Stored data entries
--
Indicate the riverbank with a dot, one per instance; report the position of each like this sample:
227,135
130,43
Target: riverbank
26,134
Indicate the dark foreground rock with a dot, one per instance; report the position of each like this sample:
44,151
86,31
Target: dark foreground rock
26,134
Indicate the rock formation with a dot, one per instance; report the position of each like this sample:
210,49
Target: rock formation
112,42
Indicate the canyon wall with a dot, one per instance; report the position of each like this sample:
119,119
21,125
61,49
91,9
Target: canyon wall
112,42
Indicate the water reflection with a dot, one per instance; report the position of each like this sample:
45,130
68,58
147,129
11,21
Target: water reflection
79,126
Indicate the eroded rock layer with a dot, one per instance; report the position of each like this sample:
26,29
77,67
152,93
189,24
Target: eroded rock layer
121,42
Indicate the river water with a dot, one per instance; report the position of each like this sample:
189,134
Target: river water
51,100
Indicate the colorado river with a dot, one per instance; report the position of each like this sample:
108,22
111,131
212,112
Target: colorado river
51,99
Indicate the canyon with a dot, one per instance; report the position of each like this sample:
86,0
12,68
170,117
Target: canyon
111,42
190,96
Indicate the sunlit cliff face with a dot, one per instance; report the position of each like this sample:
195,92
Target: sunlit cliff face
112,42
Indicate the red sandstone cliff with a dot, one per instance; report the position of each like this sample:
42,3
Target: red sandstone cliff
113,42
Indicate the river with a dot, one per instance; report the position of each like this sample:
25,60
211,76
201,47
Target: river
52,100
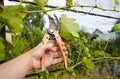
--
• **About this task**:
With the pictures removed, print the entries above exactly.

• **Response**:
Indicate the riverbank with a dot, one per instance; report the position of each like this sample:
227,135
130,43
Target: riverbank
26,134
Indicate the dark foreground rock with a dot, one per instance; report the position of each like this sample:
44,151
86,31
Target: dark foreground rock
26,134
Indicate the rock formation with a dot, one per instance; report the position of each like this sample:
210,49
Target: rock formation
112,42
Indicate the canyon wall with a dot, one per instance; report the position of each like this sample:
119,119
21,125
61,49
91,9
Target: canyon wall
112,42
Indicate the water reflection with a dot, one per instance; report the position of each like this sample:
45,130
68,58
147,129
11,21
Target: water reflection
79,126
Indicate the eroded rock layer with a dot, one per instance; report the position of each like this sample:
26,29
77,67
152,93
189,24
Target: eroded rock layer
121,42
Indicate the river water with a dot, one per instance; report the position of each like this sample:
189,134
Target: river water
51,100
Indicate the colorado river with a dot, one per instance; report the position of each like this sample:
108,22
111,131
212,112
Target: colorado river
51,99
Indicate the canyon with a dot, one per instance; report the position of each like this sample:
86,0
12,68
170,117
Target: canyon
111,42
190,96
Indicate the sunlit cliff face with a dot, one per instance; report the position of each like this sample:
195,92
Target: sunlit cliff face
112,42
Indicate the red sandstone cliff with a dot, one per instance; report the position of each like this sample:
42,3
Target: red sandstone cliff
113,42
Indicate the river with a dot, one per instance; report the position of each like this sample:
25,60
211,76
201,47
Target: river
52,100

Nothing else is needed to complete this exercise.